WHAT IS NEEDED: Every entry needs to be duplicated exactly.

EXERCISE DATA:
+++++

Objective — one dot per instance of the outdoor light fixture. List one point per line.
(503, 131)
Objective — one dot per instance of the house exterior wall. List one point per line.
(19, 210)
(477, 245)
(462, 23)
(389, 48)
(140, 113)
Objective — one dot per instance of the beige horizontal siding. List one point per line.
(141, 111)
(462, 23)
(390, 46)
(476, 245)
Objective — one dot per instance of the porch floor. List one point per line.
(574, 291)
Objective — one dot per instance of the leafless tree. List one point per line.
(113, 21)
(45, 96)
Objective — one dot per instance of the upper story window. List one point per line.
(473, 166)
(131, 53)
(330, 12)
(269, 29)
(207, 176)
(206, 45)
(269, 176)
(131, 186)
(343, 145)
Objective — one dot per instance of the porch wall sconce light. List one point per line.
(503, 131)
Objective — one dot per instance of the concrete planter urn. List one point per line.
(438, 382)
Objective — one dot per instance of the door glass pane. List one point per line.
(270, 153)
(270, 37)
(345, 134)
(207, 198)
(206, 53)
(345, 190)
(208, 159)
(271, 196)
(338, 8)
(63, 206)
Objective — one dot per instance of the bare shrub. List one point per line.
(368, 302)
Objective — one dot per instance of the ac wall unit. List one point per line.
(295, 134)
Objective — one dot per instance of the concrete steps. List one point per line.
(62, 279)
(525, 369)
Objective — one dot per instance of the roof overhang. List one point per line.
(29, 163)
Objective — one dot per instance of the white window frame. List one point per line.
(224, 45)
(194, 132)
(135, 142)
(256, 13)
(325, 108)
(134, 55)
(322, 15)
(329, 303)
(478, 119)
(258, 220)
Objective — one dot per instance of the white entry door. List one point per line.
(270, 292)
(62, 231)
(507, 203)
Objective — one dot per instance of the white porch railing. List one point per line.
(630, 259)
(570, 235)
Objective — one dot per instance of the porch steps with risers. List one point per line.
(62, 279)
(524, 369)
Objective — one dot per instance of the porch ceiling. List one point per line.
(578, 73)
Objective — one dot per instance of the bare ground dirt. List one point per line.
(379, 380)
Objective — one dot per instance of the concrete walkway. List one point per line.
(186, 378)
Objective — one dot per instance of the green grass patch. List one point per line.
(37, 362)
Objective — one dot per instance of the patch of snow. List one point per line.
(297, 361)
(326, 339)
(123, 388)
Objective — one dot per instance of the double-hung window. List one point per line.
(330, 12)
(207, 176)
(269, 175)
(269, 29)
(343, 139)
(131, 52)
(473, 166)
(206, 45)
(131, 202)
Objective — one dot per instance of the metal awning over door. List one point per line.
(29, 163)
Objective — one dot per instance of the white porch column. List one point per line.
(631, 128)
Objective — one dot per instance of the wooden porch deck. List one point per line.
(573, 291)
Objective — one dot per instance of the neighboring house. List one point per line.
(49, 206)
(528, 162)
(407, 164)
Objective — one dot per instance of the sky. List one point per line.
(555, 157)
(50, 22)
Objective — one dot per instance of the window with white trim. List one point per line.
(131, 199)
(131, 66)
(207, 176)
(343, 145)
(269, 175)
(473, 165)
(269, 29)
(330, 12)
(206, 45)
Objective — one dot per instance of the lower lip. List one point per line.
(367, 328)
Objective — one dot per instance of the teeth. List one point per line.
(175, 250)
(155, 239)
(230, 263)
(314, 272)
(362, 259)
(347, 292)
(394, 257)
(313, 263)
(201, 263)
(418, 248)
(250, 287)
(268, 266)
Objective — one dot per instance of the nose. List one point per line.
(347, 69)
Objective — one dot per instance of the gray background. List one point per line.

+++++

THE COMPLETED TASK:
Objective — one dot per instance of the outdoor light fixture. List one point per line.
(503, 131)
Objective — one dot per instance of the house exterior wall. List one point per line.
(19, 210)
(477, 245)
(462, 23)
(389, 48)
(140, 113)
Objective — one dot per instance of the beige horizontal siding. List one point per line.
(141, 111)
(462, 23)
(390, 46)
(476, 245)
Objective — one dot per instance of the porch floor. List one point per line.
(574, 291)
Objective — one dot per instance of the leafless tree. List one point per line.
(113, 21)
(45, 96)
Objective — one dot per instance of the upper story window. List one point per line.
(473, 166)
(131, 53)
(330, 12)
(269, 29)
(207, 176)
(206, 45)
(269, 176)
(131, 186)
(343, 145)
Objective — one dot per instance of the porch wall sconce light. List one point per line.
(503, 131)
Objective — one dot per instance of the concrete planter urn. List one point per line.
(438, 382)
Objective — one dot per instance of the door glass pane. List one point per line.
(270, 153)
(270, 37)
(345, 134)
(207, 198)
(206, 53)
(345, 190)
(208, 159)
(271, 196)
(338, 8)
(63, 206)
Objective — one dot per instance of the bare shrub. List one point per line.
(368, 302)
Objective — one dot per instance of the ac wall unit. List one point per line.
(295, 134)
Objective — one dot per instance of the concrete steps. List one point per line.
(62, 279)
(525, 369)
Objective — one dot per instance of the roof overhang. List one point per line.
(29, 163)
Objective — one dot per instance of the white window frame. List one point per line.
(224, 45)
(194, 132)
(135, 142)
(256, 13)
(325, 108)
(134, 55)
(322, 15)
(329, 303)
(478, 119)
(258, 220)
Objective — one dot per instance of the white entry door. List one point per line.
(270, 292)
(62, 231)
(507, 203)
Objective — one dot per instance of the white porch railing. List one point per line.
(630, 259)
(570, 235)
Objective — one dot per instance of the porch steps with risers. List one point per line.
(62, 279)
(524, 369)
Objective — one dot per instance of the porch ceiling. List one point per line.
(578, 73)
Objective — one dot per instance of the bare ground dirt. List one point per line.
(379, 380)
Objective — one dot per instance of the concrete walkway. List one point per line.
(186, 378)
Objective — one dot per instance of the green grass patch. List one point per line.
(37, 362)
Objective — one dot per instance of the patch of snow. List one point per line.
(297, 361)
(326, 339)
(123, 388)
Objective — one dot per instance of the double-hung window. List one point per line.
(330, 12)
(207, 176)
(269, 175)
(269, 29)
(343, 139)
(131, 52)
(473, 166)
(206, 45)
(131, 202)
Objective — one dot per instance of the metal awning over door. List one point per line.
(29, 163)
Objective — one dot per instance of the white porch column. List one point per line.
(631, 128)
Objective — one dot per instance of the wooden porch deck. List one point per line.
(573, 291)
Objective — one dot per instance of the neighboring house. List one point per line.
(49, 206)
(528, 162)
(407, 164)
Objective — one dot per instance of the sky. List one point per line.
(555, 157)
(50, 22)
Objective — one dot per instance of the window with white trim. List one point per line.
(131, 199)
(131, 66)
(207, 176)
(343, 145)
(269, 175)
(473, 165)
(269, 29)
(330, 12)
(206, 45)
Objective — one dot per instance of the lower lip. List one point per line.
(367, 328)
Objective — one dot per instance of the teeth. List one point per line.
(175, 250)
(155, 239)
(230, 263)
(314, 272)
(362, 259)
(347, 292)
(394, 257)
(313, 263)
(201, 263)
(418, 248)
(250, 287)
(268, 266)
Objective — one dot per instance of the nose. List one point per line.
(347, 69)
Objective — one dot per instance of the gray background. List one point per line.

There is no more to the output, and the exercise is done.